As our seemingly endless primary process reaches the homestretch and the focus shifts to the general election, we need to pull the plug on the media's disturbing habit of acting as if foreign policy and domestic policy are completely separate entities -- a pair of high stakes board games that can only be taken off the shelf and played one at a time. To hear the media tell it, combining the two would make about as much sense as using your Monopoly pieces to play Risk.
But while there is almost nothing about the Iraq war that can be labeled a success, we can declare that it has been exceedingly successful in showing how intertwined foreign and domestic policy actually are. In the book The Three Trillion Dollar War: The True Cost of the Iraq Conflict, Nobel Prize-winning economist Joseph Stiglitz, along with co-author Linda Bilmes, argue that, even using "conservative assumptions," the Iraq war will cost at least $3,000,000,000,000, and likely as much as $5,000,000,000,000.
Stiglitz also argues that the war has played a major role in the current subprime credit crisis and our long, hard slog toward recession. Because of the cost of the war, the Fed flooded the system with credit. "The regulators were looking the other way and money was being lent to anybody this side of a life-support system," Stiglitz told The Australian's Peter Wilson.
The book (excerpted here by the Times of London, and here's an interview with the authors at Democracy Now) notes that the cost is 60 times the $50 - 60 billion we were told the war would cost by Don Rumsfeld. The Iraq war is already the second costliest war in American history, trailing only World War II.
Stiglitz makes the case that no country can fight a protracted war without deep and long-lasting effects on domestic policy. Particularly a protracted war paired with tax cuts. Now this doesn't mean a war shouldn't be fought (see World War II), but it does mean that our leaders should be honest about what the real costs will be. And not just in terms of dollars and cents but also in opportunity costs.

Task goal. From the commentary on the Iraq war's costs, give back verbatim the part that opens with the words containing "Stiglitz also argues" and closes with "Australian's Peter Wilson.".

Data rows.

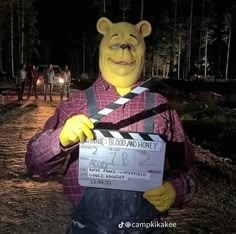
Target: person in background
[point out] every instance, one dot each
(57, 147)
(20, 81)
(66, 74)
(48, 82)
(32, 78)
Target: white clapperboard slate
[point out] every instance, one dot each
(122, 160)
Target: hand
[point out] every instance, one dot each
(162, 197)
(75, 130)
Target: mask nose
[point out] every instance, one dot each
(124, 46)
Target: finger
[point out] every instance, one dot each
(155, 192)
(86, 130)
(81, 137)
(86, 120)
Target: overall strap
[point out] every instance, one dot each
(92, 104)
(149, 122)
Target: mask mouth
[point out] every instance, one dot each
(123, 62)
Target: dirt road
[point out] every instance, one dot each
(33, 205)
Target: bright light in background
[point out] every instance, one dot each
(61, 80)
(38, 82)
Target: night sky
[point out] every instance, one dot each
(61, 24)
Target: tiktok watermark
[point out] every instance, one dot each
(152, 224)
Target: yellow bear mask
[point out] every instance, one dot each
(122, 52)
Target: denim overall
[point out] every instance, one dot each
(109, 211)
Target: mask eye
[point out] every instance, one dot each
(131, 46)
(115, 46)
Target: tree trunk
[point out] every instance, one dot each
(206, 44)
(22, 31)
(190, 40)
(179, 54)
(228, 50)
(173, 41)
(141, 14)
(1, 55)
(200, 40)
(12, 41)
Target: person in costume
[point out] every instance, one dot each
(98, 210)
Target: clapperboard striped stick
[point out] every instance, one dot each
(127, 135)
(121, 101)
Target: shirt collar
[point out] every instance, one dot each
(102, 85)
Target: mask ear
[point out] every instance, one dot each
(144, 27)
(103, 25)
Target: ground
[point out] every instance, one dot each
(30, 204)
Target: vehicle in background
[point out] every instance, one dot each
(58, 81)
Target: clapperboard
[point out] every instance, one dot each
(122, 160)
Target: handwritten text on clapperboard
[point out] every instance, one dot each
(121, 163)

The output.
Stiglitz also argues that the war has played a major role in the current subprime credit crisis and our long, hard slog toward recession. Because of the cost of the war, the Fed flooded the system with credit. "The regulators were looking the other way and money was being lent to anybody this side of a life-support system," Stiglitz told The Australian's Peter Wilson.